[Begin]

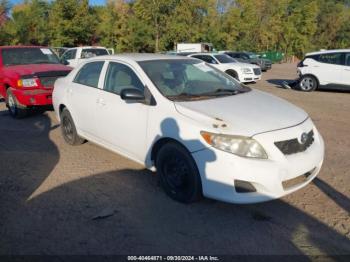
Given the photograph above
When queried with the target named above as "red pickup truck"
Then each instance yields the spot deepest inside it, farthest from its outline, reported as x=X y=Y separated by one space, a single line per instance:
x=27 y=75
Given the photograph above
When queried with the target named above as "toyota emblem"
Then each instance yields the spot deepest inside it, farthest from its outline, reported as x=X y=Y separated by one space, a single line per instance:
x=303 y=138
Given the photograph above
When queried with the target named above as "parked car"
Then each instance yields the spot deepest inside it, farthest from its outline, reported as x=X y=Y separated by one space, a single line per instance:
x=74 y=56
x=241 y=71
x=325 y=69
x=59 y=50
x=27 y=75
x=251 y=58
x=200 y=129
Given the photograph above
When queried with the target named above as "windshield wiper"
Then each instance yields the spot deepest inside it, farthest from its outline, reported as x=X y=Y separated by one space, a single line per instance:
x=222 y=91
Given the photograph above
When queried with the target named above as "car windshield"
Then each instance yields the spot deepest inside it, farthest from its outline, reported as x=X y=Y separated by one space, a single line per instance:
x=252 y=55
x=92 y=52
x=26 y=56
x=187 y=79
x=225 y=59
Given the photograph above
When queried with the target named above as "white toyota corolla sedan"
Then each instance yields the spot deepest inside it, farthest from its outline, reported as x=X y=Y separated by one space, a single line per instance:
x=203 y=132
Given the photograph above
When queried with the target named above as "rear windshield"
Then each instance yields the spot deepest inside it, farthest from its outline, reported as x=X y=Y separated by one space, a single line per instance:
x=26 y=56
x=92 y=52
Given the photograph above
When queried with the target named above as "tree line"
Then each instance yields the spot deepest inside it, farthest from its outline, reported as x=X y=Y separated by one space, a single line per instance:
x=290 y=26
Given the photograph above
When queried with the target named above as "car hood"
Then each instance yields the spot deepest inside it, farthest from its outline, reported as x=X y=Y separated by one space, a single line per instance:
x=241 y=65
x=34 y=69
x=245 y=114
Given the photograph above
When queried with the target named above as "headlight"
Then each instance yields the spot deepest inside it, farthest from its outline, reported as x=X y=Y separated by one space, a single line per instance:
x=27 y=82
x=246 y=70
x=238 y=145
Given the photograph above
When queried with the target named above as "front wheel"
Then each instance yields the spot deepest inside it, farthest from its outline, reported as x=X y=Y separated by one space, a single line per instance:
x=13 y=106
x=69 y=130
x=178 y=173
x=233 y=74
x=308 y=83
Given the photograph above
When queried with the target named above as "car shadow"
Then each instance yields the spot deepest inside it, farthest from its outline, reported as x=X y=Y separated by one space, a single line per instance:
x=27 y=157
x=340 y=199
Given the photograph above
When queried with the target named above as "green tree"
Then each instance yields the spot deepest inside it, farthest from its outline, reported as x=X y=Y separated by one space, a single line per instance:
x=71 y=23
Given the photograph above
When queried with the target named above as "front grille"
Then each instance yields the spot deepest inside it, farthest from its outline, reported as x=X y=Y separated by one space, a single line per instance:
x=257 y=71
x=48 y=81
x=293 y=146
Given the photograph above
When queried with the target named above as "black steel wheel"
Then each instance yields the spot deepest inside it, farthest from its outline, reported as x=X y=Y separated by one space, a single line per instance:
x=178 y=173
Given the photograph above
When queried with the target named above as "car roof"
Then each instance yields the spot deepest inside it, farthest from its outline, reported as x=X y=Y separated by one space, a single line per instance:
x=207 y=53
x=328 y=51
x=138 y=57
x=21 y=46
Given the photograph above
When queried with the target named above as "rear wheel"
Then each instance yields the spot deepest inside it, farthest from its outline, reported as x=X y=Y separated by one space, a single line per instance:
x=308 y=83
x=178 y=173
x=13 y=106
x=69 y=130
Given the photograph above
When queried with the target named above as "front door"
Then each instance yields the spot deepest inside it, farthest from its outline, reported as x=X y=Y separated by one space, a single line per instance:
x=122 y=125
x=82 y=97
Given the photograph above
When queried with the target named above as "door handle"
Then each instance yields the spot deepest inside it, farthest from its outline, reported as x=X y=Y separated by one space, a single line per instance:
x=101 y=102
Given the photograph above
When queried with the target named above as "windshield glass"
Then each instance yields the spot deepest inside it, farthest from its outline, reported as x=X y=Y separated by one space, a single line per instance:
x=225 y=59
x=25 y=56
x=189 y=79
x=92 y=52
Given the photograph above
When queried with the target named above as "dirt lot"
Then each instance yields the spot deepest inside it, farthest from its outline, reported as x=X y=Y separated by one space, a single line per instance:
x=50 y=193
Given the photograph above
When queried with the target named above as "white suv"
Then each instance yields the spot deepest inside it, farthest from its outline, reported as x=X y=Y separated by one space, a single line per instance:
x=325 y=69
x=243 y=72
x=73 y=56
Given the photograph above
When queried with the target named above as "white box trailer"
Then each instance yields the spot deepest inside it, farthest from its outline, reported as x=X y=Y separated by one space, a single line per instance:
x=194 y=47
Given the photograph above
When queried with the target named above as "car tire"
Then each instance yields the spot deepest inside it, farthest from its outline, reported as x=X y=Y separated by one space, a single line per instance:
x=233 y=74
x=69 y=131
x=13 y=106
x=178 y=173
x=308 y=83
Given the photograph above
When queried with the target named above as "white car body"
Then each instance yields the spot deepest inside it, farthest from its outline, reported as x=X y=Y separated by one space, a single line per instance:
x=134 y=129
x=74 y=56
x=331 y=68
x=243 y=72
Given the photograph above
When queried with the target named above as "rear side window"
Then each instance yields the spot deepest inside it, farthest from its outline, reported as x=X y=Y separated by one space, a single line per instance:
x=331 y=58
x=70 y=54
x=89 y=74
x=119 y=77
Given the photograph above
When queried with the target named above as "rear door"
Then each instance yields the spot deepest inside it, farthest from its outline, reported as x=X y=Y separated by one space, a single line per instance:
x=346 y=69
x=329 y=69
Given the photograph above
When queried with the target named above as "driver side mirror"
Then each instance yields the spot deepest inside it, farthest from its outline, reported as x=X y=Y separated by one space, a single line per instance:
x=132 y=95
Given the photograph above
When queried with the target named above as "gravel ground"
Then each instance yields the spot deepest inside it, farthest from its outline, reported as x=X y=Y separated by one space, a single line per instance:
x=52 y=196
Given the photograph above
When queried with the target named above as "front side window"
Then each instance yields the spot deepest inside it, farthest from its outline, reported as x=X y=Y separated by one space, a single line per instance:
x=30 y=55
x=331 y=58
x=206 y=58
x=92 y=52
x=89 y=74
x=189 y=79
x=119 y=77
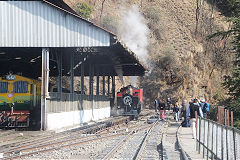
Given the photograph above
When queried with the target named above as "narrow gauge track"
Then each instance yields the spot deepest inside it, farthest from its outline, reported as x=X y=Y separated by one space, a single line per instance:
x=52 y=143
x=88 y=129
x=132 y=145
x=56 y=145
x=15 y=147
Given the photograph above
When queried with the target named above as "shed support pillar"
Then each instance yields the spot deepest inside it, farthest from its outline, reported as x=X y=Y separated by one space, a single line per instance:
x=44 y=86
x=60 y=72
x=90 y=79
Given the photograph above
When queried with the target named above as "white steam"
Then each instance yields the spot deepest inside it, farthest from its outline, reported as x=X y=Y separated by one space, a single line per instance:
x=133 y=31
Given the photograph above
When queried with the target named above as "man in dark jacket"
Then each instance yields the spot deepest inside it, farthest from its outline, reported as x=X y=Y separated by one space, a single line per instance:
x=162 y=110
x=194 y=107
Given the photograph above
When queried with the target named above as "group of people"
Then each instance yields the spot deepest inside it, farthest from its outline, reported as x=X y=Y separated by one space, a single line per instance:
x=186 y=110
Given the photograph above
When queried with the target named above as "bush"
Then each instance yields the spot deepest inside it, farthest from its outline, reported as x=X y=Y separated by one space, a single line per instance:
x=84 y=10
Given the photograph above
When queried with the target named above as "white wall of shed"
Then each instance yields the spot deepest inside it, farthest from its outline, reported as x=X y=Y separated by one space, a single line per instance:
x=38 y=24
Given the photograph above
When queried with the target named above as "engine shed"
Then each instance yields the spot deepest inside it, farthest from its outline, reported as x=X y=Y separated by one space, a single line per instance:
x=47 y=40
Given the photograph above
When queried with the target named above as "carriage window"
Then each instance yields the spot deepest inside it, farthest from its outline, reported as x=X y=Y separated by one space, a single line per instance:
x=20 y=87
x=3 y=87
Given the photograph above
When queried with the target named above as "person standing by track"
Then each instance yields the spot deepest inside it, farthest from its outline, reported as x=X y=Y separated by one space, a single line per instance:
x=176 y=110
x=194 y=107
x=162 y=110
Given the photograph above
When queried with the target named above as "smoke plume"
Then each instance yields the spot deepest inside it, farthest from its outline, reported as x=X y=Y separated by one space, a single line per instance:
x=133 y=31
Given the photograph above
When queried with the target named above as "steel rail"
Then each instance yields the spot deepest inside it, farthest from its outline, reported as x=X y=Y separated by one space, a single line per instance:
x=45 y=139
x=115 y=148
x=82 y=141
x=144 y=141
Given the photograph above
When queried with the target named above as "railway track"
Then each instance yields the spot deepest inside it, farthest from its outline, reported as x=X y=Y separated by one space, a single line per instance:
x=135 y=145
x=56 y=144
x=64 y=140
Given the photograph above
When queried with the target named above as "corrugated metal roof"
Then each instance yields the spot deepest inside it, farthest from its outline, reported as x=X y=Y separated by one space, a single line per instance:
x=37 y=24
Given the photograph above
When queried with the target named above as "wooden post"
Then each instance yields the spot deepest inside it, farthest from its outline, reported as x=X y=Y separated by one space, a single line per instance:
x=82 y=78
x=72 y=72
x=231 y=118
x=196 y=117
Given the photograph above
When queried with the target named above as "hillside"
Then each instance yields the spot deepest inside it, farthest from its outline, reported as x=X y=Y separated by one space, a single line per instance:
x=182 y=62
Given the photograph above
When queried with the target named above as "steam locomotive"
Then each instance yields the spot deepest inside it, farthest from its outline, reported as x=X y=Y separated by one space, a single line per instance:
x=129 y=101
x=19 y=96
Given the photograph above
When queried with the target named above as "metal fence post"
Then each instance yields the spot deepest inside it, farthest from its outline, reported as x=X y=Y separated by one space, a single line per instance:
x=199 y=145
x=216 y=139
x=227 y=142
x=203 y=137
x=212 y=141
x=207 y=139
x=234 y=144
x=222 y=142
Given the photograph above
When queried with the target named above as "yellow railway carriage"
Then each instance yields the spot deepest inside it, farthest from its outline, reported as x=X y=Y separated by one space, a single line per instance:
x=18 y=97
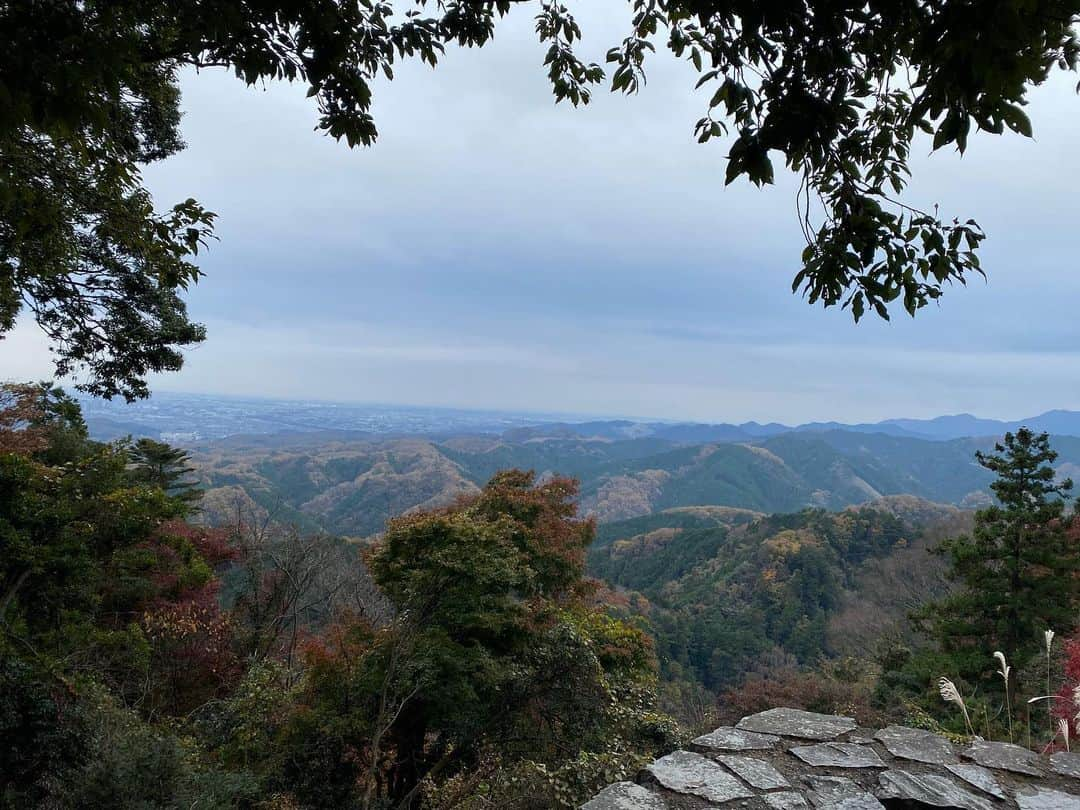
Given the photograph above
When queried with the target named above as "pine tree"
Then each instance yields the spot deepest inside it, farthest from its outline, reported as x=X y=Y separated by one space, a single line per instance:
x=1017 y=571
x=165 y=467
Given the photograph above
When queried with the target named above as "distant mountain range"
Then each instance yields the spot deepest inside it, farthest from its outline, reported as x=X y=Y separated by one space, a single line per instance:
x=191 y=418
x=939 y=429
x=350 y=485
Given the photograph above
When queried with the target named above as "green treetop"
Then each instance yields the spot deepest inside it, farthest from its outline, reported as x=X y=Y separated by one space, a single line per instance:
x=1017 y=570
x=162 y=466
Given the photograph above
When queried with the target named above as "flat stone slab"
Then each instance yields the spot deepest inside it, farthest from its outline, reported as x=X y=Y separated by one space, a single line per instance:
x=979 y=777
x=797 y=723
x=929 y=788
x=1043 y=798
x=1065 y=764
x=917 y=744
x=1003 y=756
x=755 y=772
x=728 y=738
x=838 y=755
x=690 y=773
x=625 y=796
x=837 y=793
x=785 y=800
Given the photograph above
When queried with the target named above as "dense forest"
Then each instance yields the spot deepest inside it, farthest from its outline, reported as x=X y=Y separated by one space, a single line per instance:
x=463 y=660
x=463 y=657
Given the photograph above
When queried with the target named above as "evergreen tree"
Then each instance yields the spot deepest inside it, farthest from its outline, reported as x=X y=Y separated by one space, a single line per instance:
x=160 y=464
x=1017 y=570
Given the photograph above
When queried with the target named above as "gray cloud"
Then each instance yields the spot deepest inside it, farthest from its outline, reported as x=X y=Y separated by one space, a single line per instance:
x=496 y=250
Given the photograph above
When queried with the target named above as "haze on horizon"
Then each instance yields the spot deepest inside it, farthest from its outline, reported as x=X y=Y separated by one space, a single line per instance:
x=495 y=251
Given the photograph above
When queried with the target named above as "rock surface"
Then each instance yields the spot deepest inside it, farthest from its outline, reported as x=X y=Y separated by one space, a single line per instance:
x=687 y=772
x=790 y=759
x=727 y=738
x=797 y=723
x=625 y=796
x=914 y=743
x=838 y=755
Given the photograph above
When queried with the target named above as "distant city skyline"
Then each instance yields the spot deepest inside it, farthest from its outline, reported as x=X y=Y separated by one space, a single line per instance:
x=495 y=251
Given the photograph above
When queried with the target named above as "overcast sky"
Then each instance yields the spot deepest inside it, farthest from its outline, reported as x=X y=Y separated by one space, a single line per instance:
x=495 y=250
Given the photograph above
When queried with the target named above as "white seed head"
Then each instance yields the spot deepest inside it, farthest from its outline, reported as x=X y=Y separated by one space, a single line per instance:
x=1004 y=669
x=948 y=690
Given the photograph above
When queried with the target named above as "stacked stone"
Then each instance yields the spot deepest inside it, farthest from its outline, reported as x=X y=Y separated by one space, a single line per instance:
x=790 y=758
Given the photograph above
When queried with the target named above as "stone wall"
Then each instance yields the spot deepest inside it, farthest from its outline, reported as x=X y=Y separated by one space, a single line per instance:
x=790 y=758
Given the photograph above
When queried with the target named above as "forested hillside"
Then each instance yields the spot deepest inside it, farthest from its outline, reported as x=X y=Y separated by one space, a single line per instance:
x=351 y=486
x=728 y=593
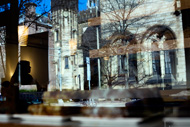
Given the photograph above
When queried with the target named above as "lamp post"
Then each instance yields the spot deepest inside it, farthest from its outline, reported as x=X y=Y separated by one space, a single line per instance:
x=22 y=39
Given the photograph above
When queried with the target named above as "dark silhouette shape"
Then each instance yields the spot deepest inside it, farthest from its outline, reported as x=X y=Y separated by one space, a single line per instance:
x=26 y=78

[End]

_What needs to be done_.
Copy the stretch of the records above from the start through the line containing "x=303 y=138", and shift every coordinate in the answers up by 51. Leave the pictures out.

_The reply_.
Given the photograph above
When queried with the target named above as "red pickup truck"
Then each instance yields the spot deepest inside it, farthest from its outline, reported as x=X y=Y separated by one space, a single line per instance:
x=78 y=126
Given the photograph above
When queried with the target named above as "toyota emblem"
Then each instance yields the spot deepest inside it, farthest from its outline, reported as x=X y=Y separated by one space, a single line per instance:
x=354 y=189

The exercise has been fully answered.